*PROBLEM TO WORK ON*:
Reproduce verbatim the lines of the items, starting at the line containing "One pin marks each instance of the building." and ending at the last line of the items, with both ends included.

··· LISTED RECORDS ···

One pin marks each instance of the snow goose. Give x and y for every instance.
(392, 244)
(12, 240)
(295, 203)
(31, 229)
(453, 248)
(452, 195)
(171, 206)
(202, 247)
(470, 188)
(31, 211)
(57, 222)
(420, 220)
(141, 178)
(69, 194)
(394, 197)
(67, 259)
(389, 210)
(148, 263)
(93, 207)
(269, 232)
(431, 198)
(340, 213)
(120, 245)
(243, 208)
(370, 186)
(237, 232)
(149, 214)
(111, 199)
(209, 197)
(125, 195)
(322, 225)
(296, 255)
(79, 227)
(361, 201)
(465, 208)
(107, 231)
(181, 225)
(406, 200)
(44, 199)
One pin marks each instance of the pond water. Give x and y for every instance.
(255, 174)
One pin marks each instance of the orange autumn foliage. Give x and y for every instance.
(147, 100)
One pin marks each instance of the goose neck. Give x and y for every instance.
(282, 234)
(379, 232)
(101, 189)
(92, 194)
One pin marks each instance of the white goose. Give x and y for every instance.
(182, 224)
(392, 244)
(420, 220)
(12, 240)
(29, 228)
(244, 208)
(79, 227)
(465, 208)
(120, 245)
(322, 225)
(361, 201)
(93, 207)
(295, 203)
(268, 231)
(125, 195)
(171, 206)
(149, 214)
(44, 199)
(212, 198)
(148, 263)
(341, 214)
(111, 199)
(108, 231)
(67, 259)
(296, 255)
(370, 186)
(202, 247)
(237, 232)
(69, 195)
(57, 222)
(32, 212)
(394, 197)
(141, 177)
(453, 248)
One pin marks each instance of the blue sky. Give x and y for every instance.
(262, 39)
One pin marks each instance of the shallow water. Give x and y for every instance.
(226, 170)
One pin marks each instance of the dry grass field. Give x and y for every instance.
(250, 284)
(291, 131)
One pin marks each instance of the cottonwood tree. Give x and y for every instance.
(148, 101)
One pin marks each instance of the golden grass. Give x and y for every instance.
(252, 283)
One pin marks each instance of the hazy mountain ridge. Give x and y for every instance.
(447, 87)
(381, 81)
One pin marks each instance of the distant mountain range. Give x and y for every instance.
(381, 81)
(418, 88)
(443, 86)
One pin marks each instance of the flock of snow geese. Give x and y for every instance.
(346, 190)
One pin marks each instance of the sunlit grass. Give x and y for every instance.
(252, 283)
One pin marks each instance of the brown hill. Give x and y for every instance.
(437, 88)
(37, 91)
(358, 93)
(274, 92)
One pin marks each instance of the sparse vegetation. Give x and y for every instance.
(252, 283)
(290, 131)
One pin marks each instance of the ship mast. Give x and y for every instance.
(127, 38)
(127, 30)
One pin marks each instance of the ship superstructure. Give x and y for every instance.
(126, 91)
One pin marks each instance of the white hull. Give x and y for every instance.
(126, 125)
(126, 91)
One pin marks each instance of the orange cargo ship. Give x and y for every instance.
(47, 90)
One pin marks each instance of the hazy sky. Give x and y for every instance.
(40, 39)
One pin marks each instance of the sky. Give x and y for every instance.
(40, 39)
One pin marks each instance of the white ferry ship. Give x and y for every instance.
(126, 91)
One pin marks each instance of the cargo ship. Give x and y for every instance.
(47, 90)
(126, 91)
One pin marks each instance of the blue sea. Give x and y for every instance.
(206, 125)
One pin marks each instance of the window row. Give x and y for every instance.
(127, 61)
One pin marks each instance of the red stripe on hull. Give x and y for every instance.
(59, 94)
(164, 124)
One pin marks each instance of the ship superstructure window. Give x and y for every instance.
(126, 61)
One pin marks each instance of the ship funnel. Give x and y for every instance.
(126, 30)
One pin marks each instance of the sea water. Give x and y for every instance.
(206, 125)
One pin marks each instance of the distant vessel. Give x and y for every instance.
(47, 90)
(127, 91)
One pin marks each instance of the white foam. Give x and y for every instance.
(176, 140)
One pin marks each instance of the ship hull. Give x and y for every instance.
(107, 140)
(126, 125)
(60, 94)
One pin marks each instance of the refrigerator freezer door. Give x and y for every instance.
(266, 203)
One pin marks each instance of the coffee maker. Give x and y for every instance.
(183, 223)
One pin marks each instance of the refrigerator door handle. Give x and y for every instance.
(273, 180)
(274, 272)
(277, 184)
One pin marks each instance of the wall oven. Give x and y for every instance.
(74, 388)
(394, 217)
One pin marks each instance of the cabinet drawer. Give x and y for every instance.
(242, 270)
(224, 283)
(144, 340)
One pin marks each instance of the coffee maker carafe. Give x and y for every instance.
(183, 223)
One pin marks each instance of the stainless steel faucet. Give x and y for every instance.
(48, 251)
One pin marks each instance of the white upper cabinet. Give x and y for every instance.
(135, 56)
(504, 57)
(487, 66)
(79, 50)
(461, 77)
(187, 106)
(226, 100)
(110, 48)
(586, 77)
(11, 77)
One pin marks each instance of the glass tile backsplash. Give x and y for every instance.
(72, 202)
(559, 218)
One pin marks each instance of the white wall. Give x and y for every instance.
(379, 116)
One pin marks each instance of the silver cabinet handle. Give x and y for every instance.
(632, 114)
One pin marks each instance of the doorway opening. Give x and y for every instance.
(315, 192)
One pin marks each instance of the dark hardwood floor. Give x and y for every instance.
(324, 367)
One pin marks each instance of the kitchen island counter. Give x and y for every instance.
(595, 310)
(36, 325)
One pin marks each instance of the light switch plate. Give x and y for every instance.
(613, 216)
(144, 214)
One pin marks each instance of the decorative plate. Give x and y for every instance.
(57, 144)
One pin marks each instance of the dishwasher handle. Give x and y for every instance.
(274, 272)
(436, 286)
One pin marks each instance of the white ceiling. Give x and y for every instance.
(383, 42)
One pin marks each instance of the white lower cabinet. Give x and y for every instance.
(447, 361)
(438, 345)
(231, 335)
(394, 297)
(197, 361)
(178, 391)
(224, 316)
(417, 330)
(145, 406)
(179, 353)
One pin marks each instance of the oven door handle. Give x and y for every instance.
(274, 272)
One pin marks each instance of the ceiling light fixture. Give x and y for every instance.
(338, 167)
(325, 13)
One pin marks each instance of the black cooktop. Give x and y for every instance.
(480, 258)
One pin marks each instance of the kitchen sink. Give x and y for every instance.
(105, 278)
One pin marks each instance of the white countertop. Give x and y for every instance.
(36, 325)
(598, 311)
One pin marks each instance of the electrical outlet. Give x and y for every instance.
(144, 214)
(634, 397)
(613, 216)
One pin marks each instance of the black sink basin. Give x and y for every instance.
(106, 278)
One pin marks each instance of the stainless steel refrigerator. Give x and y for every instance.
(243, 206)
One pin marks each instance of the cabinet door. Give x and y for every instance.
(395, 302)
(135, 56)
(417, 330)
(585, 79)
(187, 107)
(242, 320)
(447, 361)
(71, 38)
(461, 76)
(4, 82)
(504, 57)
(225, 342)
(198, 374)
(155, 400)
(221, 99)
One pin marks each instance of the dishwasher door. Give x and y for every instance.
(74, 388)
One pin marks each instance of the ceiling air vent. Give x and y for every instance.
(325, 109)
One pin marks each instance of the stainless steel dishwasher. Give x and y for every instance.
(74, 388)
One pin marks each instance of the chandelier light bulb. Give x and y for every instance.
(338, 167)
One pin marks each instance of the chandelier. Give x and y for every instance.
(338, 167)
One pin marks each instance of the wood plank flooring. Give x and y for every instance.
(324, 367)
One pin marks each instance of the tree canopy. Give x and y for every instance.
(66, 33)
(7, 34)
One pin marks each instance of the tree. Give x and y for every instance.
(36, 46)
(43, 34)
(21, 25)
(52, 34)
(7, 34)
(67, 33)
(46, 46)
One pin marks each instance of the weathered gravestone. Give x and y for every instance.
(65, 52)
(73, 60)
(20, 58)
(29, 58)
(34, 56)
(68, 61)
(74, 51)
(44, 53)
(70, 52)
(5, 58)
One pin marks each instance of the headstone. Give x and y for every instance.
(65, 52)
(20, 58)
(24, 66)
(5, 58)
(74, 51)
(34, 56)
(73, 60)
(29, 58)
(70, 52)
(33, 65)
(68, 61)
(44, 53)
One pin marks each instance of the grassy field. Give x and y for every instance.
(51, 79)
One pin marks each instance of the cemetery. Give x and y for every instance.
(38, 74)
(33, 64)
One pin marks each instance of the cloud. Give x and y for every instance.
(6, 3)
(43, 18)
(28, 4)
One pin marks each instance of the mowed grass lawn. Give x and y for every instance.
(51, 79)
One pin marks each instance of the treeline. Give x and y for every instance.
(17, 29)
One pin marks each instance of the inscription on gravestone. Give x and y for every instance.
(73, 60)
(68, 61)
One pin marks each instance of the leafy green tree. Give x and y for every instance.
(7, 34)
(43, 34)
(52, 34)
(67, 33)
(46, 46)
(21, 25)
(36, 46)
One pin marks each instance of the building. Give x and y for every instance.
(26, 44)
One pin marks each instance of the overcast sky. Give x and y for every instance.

···

*ANSWER TO THE PROBLEM*:
One pin marks each instance of the building. Give x and y for every instance.
(26, 44)
One pin marks each instance of the overcast sky. Give x and y for every instance.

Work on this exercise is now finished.